## [Your objective]
Starting with the line that contains "Objective — one point per instance of the toilet lid", set down each line through the end of the entries below, exactly and with nothing added.

+---+

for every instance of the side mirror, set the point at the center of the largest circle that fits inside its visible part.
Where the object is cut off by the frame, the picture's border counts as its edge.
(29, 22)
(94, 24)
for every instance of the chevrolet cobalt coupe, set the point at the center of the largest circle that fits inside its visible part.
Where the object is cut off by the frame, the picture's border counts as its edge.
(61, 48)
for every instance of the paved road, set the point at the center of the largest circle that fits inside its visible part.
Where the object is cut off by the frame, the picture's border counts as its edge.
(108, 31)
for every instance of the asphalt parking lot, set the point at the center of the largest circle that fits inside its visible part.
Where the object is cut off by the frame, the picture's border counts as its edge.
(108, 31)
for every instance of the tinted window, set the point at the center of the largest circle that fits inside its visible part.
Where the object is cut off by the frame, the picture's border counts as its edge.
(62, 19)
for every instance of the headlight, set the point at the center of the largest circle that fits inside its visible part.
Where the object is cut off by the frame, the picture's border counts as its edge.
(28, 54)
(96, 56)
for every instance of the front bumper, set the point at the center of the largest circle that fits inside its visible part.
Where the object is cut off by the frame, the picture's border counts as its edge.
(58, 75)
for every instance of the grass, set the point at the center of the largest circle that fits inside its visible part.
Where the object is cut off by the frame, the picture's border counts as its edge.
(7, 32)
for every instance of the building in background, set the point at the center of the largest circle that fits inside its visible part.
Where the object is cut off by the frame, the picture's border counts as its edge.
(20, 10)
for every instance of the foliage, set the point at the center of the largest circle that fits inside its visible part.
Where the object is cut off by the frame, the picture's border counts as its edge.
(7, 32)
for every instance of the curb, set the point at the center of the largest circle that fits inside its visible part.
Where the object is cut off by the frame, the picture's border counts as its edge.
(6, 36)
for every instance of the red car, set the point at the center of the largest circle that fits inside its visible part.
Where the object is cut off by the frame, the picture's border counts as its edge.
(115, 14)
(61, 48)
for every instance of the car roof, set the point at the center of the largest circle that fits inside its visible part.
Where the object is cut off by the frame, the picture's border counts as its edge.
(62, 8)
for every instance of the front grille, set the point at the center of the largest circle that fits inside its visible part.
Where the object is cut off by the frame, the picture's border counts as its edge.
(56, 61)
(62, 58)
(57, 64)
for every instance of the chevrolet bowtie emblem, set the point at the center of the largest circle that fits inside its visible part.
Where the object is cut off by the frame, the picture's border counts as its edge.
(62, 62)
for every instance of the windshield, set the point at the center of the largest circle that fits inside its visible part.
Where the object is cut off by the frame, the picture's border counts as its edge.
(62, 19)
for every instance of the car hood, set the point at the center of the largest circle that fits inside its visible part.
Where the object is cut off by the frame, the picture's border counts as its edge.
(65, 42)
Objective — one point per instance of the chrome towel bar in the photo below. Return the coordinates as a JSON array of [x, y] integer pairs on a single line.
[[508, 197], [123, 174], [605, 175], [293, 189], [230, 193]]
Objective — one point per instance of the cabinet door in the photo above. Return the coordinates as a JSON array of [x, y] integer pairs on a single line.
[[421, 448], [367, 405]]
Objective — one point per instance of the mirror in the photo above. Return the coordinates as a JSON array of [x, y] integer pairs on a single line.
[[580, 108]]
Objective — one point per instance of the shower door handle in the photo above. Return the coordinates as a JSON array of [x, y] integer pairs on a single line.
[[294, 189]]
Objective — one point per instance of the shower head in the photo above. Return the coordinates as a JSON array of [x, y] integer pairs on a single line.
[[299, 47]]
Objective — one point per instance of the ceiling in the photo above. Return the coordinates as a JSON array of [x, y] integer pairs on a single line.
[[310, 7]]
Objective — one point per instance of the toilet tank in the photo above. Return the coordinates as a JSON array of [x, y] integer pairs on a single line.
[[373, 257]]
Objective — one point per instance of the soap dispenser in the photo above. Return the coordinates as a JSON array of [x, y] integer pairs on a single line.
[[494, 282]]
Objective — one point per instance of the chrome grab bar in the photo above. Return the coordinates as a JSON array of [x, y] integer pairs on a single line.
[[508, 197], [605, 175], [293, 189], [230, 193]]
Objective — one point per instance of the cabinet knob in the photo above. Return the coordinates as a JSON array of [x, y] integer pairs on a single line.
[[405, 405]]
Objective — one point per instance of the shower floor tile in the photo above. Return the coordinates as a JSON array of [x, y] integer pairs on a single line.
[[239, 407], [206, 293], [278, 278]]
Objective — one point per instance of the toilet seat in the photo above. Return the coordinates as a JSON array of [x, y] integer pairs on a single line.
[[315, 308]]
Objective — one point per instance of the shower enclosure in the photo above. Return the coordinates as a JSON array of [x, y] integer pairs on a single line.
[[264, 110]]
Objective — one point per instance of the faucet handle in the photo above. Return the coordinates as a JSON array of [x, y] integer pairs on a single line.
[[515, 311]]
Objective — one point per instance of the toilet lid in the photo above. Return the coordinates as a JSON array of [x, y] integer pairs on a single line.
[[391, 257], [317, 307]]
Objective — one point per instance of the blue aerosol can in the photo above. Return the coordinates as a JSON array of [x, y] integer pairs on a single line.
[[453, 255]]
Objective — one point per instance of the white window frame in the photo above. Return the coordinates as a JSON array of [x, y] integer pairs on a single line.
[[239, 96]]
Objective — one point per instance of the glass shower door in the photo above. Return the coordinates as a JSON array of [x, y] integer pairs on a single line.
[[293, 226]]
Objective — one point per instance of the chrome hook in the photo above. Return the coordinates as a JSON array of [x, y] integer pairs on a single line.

+---+

## [Written response]
Objective — one point per instance of the toilet lid in the photo above. Return the coordinates as a JSON array of [x, y] integer pairs on a single line.
[[391, 257], [317, 307]]
Objective — one point per instance of the blue aerosol can in the photo above. Return the coordinates as a JSON array of [x, y] integer pairs on a single line.
[[453, 255]]
Objective — one point per instance of the white window frame in the photo above. Return the coordinates as a JSON array of [x, y] integer pairs on a single line.
[[239, 96]]
Objective — one point per instance of the glass shower door in the photo above. Return the coordinates as a JSON array of [x, y] integer pairs on a single line.
[[293, 226]]
Objective — one point per instance of the chrome hook in the photo above. Return the coordinates as a JSON array of [x, y] integer pairs on a single line.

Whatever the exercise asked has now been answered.